- _SET TASKS_
1/ In the clothing essay, which sneaker was the line outside the shoe store waiting for?
2/ Rewrite the clothing essay between "So when and" and "the natural world.", inclusive, swapping "gods" for "deities".

Our brains are big, craggy & beautiful, however, so we know it is possible, and today we will explain how — profoundly. But first ?? We do gotta concede that jawns enthusiasm, in its contemporary consumerist incarnation, is often a deeply unspiritual pursuit, characterized by lizard-brain acquisitive urges we often frame (correctly) as attempts to “fill the void within” — even though we know the void will absolutely remain unfilled after we smash the coppington, and probably grow even deeper and darker.
This is exactly how forces sometimes referred to as “the neoliberal order” want it to be, baby!! They would love for us to totally obliterate the distinction in our own minds between our identities as people and our identities as consumers — donating to causes rather than engaging in direct action; “expressing our inner selves” through our purchases; buying “the right cars” and “the right detergents” to combat the climate crisis; punishing “the wrong people” by withholding dollars from companies that advertise on their cable-news shows; etc. Even spiritual practices themselves (e.g., meditation) are repackaged as productivity-boosting consumer goods (e.g. “mindfulness” apps.)
This has a stunting effect on the imagination, and a deforming effect on the spirit. The other day Erin and I passed a shoe store where a bunch of twenty- and thirtysomethings — some of whom set up folding chairs and sleeping bags the night before, in time-honored hypebeast camp-out style — were queued for a sneaker drop. I looked up the sneaker in question, and it was a Jordan 4 Retro in navy: truly bleak “culture is stuck” s**t.
That camp-out was hardly a novel sight, but it was a bummer all the same, because the spectacle of the “limited-inventory retail event” (whether it’s a sneaker drop or TORCHED Black Friday big-box sale), takes something ostensibly beautiful — a public gathering of different people with common interests — and drains it of virtually all soul-enriching, horizon-expanding potential.
And since people are particularly desperate for public gatherings these days, living as we do in an era of unprecedented social atomization and loneliness, there was something perversely cruel about the sight of these (mostly) dudes clumped outside the store on a sunny morning. It must feel so nice, as a SNKRS-app-addicted broski, to get off of your screen and out of your house … to breathe fresh air in the physical presence of strangers who care passionately about the same thing you do… And, ultimately, it must feel so profoundly unsatisfying that, in fact, you are all just unpaid extras performing a piece of abject retail theater with only one harshed-out stage direction: COMPETE WITH PEOPLE TO BUY SOMETHING. Depressing!
So when and how can there be an ennobling, enriching, spiritual aspect to caring about clothes? Three cases occur to us off the dome:
1. If you worship various crunchy gods of abundance, as Erin and I try to do, then there’s spiritual potential immanent in a garment’s every cotton strand, spun as it was from plant fiber grown from Gaia’s bountiful soil, fed with Helios’s nourishing rays, and watered with the life-sustaining rains of Tlāloc.
In this sense, at least when it comes to “plant-based fits,” garments derive from the gods. This is a jawn-polytheistic spin on what designer Evan Kinori eloquently described to us as recognizing & honoring “the weight” of a garment. The dark irony is that, as the fashion industry has metastasized, it’s become a ruinous polluter of the natural world.

(Shape outline entries)
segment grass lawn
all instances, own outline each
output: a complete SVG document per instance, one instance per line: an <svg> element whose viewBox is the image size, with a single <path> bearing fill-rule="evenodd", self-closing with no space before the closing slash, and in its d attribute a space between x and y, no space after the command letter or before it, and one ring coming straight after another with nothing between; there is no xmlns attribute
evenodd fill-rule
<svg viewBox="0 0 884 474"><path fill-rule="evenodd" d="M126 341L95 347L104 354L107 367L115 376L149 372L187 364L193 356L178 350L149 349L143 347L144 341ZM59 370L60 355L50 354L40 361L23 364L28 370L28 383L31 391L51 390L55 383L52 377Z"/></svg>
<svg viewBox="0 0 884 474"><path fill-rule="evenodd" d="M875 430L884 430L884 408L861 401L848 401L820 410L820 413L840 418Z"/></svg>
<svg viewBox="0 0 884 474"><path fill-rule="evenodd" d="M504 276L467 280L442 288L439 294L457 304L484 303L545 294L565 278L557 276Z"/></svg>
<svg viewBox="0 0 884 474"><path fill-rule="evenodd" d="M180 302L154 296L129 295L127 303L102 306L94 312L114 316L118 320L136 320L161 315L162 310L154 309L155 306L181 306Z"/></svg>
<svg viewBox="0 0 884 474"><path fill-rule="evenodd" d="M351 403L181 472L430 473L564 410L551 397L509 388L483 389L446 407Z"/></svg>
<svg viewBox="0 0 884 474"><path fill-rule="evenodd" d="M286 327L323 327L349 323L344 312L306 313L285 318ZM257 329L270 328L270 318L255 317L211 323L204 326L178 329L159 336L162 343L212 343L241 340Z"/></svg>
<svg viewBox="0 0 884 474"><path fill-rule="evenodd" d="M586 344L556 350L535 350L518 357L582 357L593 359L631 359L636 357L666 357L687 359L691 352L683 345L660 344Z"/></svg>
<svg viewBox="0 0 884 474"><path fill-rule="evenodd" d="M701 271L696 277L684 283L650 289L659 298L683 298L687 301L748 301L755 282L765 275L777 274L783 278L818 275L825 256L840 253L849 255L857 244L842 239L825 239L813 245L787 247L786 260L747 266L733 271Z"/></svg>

- _RESULTS IN ORDER_
1/ A Jordan 4 Retro in navy.

2/
So when and how can there be an ennobling, enriching, spiritual aspect to caring about clothes? Three cases occur to us off the dome:
1. If you worship various crunchy deities of abundance, as Erin and I try to do, then there’s spiritual potential immanent in a garment’s every cotton strand, spun as it was from plant fiber grown from Gaia’s bountiful soil, fed with Helios’s nourishing rays, and watered with the life-sustaining rains of Tlāloc.
In this sense, at least when it comes to “plant-based fits,” garments derive from the deities. This is a jawn-polytheistic spin on what designer Evan Kinori eloquently described to us as recognizing & honoring “the weight” of a garment. The dark irony is that, as the fashion industry has metastasized, it’s become a ruinous polluter of the natural world.